(Task description) Go through the data below line by line and report how many lines contain "foal", giving only that figure.

—————

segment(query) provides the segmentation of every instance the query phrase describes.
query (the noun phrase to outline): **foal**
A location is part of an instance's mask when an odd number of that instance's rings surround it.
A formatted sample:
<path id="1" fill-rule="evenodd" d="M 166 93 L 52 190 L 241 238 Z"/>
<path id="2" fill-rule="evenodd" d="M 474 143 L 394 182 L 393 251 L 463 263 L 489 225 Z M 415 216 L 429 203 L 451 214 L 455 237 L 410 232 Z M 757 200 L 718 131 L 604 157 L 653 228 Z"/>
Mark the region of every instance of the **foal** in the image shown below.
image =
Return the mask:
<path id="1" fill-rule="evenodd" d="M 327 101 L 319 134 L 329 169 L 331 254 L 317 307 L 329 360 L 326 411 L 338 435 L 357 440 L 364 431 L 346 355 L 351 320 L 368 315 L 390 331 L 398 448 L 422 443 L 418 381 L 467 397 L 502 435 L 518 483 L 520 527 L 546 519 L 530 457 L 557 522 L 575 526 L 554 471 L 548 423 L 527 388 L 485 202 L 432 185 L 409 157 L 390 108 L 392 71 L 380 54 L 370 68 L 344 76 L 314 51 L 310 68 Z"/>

—————

(Solution below) 2